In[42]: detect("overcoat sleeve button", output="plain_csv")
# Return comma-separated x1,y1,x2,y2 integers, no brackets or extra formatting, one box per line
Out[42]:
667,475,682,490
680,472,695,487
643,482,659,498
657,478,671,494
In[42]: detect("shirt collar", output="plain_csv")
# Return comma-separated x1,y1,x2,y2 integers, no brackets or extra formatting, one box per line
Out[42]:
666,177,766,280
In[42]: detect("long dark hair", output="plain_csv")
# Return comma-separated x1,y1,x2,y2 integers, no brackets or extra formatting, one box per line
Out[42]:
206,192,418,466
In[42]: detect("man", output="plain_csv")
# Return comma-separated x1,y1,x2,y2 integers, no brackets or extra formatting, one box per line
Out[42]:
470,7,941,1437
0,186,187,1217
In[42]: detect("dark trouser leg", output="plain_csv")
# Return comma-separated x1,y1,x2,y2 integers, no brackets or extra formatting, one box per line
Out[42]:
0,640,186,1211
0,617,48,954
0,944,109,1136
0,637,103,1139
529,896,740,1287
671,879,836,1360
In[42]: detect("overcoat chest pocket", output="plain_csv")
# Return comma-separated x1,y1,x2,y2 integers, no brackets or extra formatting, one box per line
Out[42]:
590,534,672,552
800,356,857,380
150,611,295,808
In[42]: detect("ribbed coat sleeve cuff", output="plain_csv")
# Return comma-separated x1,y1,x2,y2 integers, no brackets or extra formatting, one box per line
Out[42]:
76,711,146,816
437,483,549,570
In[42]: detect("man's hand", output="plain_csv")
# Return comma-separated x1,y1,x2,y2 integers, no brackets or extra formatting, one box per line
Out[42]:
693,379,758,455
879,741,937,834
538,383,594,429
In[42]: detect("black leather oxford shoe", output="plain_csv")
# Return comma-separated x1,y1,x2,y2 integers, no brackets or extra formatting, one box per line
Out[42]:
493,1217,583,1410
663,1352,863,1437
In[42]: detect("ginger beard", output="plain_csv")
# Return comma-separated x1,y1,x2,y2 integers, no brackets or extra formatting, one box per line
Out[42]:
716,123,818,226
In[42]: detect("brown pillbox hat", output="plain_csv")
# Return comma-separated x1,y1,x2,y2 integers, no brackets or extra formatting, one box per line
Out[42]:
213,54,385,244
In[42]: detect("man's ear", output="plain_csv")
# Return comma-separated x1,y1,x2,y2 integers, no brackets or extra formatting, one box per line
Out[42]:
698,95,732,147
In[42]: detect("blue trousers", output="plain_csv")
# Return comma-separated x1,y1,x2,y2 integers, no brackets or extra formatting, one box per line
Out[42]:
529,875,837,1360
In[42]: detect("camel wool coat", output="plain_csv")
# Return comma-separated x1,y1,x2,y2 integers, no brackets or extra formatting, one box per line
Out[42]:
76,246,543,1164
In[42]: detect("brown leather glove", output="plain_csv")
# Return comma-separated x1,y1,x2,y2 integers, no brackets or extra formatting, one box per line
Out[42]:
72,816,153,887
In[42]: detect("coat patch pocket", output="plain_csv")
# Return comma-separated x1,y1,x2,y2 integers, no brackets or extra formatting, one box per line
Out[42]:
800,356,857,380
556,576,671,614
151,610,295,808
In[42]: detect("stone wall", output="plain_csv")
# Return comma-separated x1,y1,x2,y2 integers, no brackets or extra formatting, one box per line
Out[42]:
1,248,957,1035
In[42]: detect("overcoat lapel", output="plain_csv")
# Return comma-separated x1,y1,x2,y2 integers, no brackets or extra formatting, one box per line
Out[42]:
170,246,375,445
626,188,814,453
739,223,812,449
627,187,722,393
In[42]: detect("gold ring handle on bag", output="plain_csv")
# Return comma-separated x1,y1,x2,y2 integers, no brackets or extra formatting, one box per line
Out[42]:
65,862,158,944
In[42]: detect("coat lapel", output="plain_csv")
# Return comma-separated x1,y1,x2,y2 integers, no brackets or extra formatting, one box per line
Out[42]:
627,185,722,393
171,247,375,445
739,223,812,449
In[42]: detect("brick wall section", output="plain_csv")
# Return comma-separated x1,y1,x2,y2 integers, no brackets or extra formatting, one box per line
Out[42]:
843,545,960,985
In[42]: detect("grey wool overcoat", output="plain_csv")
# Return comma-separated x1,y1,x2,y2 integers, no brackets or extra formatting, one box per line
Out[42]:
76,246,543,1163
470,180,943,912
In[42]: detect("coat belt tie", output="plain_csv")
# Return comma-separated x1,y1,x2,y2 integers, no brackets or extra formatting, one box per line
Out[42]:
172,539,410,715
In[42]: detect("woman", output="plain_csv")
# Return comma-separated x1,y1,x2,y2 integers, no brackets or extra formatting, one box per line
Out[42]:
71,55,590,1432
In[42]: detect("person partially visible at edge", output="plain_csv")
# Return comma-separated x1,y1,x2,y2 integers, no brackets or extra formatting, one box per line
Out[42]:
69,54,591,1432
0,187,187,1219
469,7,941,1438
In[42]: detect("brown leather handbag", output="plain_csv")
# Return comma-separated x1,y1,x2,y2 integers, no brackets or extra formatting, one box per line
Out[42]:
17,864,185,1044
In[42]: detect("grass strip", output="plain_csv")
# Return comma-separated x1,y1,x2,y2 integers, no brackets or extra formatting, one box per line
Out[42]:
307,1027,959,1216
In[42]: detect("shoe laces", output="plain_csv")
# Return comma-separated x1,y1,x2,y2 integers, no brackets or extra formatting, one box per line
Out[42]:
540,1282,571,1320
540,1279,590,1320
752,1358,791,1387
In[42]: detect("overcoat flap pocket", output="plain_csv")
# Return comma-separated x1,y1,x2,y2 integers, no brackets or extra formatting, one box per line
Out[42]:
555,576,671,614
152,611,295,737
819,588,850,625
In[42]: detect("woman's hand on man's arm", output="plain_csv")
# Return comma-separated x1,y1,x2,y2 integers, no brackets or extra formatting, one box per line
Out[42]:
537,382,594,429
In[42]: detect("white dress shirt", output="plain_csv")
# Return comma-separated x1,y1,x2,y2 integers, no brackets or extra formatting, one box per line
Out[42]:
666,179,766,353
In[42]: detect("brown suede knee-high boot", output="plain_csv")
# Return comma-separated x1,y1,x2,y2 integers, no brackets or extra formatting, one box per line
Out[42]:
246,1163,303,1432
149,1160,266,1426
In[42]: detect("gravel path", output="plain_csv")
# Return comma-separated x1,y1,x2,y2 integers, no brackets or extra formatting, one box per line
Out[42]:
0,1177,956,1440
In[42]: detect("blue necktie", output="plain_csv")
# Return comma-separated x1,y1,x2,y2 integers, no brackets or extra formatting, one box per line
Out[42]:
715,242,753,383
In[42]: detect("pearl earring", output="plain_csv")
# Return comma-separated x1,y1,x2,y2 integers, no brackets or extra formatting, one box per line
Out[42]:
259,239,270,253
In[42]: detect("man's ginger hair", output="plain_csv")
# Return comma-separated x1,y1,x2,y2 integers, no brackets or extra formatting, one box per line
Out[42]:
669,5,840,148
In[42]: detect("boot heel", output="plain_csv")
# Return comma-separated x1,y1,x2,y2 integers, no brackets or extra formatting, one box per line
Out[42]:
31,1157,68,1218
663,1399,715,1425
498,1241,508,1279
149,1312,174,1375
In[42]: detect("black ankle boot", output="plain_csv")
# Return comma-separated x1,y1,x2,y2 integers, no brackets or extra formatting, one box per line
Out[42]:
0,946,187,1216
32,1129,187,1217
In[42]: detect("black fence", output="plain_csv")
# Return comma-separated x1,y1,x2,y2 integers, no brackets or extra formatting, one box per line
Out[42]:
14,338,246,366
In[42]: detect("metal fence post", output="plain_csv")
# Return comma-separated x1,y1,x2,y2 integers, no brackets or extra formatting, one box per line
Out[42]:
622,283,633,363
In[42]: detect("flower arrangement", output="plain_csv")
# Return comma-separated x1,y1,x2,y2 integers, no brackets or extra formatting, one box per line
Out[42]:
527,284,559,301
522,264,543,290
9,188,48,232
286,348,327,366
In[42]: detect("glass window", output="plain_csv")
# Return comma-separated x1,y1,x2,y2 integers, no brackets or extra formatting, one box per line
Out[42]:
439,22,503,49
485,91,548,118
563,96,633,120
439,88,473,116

────────────────────────────────────────

• _Work to be completed_:
Among the lines of the data, find every one that holds "brown" and copy it.

• _Answer to this problem_:
In[42]: detect("brown pillbox hat", output="plain_csv")
In[42]: detect("brown leather glove", output="plain_csv")
In[42]: detect("brown leather handbag", output="plain_csv")
In[42]: detect("brown suede knee-high boot", output="plain_csv")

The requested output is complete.